» EXTRACT PROVIDED:
--

We're using SLES10. If we installed the latest from the SuSE site, we
would be at PostgreSQL version 8.1. Now, to their credit, that is
8.1.17; but we're looking at when to upgrade from 8.3 to 8.4, not at
whether to go back to 8.1.

And unless I'm remembering incorrectly, the configure options are not
what we would want. I don't see any reason the packaged build
shouldn't be with --enable-debug on a platform where that has no
performance hit. I never understood why anyone converting to
PostgreSQL would want the floating point approximate timestamps rather
than using --enable-integer-datetimes. We don't have a need for
multiple languages, so I figure it's best to use --diable-nls,
although I doubt that one's a huge deal. Since we have much XML in
our database, I'm building with --with-libxml, just in case someone
decides they want to use xpath. And since we often need more than one
version of PostgreSQL on a server, we always use a prefix of
/usr/local/pgsql-<version> and use a symlink to map one version to the
"default" we put on our PATH. (Our init scripts always point to the
version-specific locations.)

--

[Dataset rows showing where objects appear]

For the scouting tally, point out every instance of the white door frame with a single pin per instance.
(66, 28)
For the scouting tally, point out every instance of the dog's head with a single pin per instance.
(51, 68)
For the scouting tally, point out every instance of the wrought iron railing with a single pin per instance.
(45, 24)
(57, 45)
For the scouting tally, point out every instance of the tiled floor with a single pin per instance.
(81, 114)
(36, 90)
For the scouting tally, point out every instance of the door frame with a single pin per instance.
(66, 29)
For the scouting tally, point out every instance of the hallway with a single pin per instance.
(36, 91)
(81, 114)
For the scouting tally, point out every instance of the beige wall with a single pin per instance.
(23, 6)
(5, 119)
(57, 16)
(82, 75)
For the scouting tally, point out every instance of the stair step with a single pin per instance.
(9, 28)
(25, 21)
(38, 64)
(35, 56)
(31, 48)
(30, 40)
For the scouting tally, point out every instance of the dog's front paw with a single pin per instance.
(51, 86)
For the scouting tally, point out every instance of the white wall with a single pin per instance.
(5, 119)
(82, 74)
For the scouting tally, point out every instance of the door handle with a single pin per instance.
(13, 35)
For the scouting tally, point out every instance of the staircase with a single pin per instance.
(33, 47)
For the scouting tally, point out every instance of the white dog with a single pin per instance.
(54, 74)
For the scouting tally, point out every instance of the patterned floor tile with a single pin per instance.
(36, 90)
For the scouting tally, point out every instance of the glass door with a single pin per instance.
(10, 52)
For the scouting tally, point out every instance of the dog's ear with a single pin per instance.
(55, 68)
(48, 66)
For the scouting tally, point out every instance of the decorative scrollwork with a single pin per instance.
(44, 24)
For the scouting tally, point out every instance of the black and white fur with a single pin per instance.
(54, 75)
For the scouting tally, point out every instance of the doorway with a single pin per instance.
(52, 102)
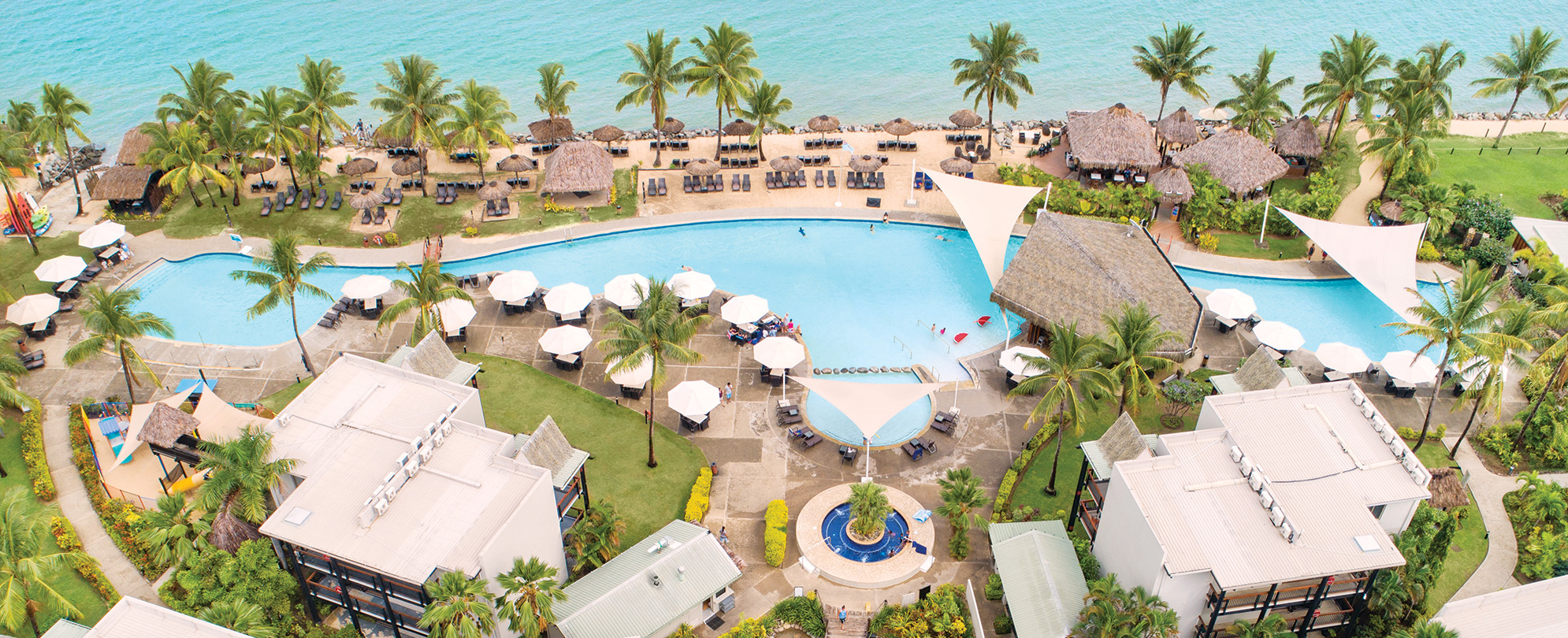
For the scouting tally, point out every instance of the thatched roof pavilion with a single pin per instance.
(578, 166)
(1110, 139)
(1239, 160)
(1073, 269)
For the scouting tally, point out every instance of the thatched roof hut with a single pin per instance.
(1239, 160)
(578, 166)
(1076, 270)
(1113, 137)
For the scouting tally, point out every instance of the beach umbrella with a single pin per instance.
(1232, 303)
(513, 284)
(104, 234)
(744, 310)
(693, 399)
(1278, 336)
(60, 269)
(623, 291)
(366, 286)
(32, 310)
(692, 284)
(1013, 361)
(1343, 358)
(565, 340)
(568, 299)
(778, 353)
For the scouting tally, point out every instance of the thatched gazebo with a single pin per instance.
(1239, 160)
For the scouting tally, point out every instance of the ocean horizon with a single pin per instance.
(864, 61)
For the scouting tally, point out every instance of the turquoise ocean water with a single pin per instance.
(864, 61)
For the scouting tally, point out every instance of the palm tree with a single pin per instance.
(993, 74)
(113, 325)
(1523, 69)
(1073, 361)
(554, 88)
(1258, 101)
(416, 102)
(477, 124)
(1347, 77)
(283, 275)
(1128, 354)
(460, 607)
(656, 77)
(656, 334)
(723, 68)
(764, 106)
(61, 110)
(320, 95)
(1458, 319)
(530, 588)
(1175, 60)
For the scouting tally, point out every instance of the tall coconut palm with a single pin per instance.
(284, 276)
(1523, 68)
(460, 607)
(1072, 367)
(1258, 101)
(416, 102)
(113, 325)
(61, 112)
(656, 77)
(993, 72)
(422, 291)
(1349, 71)
(477, 123)
(722, 66)
(554, 90)
(530, 592)
(1460, 317)
(656, 334)
(1175, 60)
(30, 569)
(764, 107)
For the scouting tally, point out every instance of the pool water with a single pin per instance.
(834, 533)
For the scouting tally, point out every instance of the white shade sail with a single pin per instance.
(988, 212)
(869, 405)
(565, 340)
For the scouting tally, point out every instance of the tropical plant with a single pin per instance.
(113, 325)
(654, 336)
(1175, 60)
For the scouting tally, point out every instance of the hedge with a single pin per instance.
(698, 503)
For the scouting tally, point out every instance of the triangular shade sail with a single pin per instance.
(869, 405)
(1380, 258)
(988, 212)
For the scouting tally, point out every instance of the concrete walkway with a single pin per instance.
(79, 508)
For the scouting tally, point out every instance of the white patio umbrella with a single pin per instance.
(366, 286)
(693, 399)
(1278, 336)
(744, 310)
(692, 284)
(568, 299)
(1013, 359)
(1410, 367)
(513, 284)
(60, 269)
(104, 234)
(32, 310)
(1343, 358)
(623, 291)
(1232, 303)
(565, 340)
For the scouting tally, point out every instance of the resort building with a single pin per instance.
(399, 481)
(676, 576)
(1281, 502)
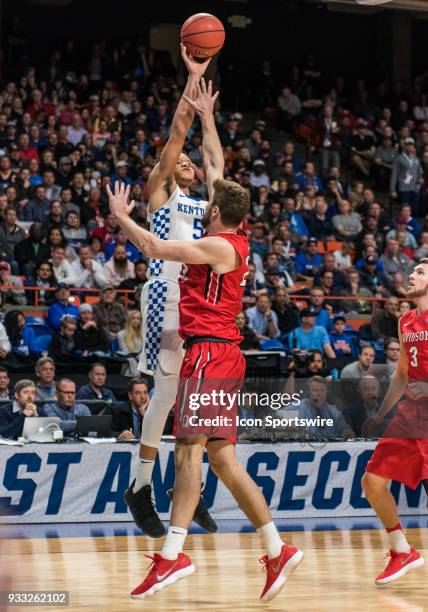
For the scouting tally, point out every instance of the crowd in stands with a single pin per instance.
(337, 174)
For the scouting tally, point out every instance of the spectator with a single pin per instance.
(13, 415)
(130, 339)
(12, 288)
(46, 385)
(384, 324)
(128, 418)
(90, 338)
(358, 369)
(118, 268)
(108, 313)
(262, 320)
(95, 390)
(135, 284)
(249, 339)
(308, 336)
(4, 384)
(406, 176)
(63, 343)
(61, 307)
(87, 272)
(66, 407)
(37, 209)
(44, 279)
(343, 342)
(316, 406)
(22, 338)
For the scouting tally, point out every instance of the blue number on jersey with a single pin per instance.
(198, 230)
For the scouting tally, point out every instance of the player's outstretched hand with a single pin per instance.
(118, 201)
(196, 68)
(205, 100)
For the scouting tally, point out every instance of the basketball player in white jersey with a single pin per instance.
(174, 215)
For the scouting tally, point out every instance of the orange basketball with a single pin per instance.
(203, 35)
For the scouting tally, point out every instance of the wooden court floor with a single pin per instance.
(336, 575)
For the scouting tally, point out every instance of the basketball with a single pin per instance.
(203, 35)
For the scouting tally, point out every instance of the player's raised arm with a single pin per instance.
(211, 146)
(161, 181)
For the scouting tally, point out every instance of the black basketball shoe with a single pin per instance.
(201, 517)
(143, 511)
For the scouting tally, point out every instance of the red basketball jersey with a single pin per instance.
(210, 302)
(414, 336)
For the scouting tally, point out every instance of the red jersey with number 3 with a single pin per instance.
(209, 302)
(414, 336)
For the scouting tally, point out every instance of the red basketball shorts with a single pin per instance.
(211, 377)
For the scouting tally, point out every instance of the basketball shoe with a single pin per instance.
(163, 573)
(278, 570)
(399, 564)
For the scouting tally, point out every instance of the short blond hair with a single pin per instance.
(232, 200)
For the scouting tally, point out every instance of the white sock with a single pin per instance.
(271, 540)
(397, 540)
(143, 475)
(174, 542)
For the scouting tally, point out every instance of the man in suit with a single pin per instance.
(129, 417)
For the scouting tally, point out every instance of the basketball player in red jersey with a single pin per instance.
(211, 290)
(402, 453)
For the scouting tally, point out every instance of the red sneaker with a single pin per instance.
(163, 573)
(278, 570)
(399, 564)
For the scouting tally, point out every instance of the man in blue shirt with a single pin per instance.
(61, 307)
(66, 407)
(310, 336)
(13, 415)
(316, 406)
(95, 390)
(308, 262)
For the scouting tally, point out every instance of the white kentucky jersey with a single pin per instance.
(178, 219)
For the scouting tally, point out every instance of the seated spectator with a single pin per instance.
(343, 342)
(95, 389)
(46, 385)
(316, 406)
(87, 272)
(128, 418)
(37, 209)
(130, 339)
(365, 407)
(12, 287)
(287, 313)
(63, 343)
(132, 253)
(249, 339)
(61, 307)
(75, 233)
(262, 320)
(13, 415)
(108, 313)
(44, 279)
(384, 324)
(347, 224)
(90, 338)
(5, 392)
(66, 407)
(135, 284)
(358, 369)
(308, 336)
(118, 268)
(61, 266)
(22, 338)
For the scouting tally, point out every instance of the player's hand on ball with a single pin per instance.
(118, 201)
(193, 67)
(205, 100)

--

» PROBLEM:
In the PostgreSQL build notes above, which configure option is used because the database holds much XML?

» WRITTEN ANSWER:
--with-libxml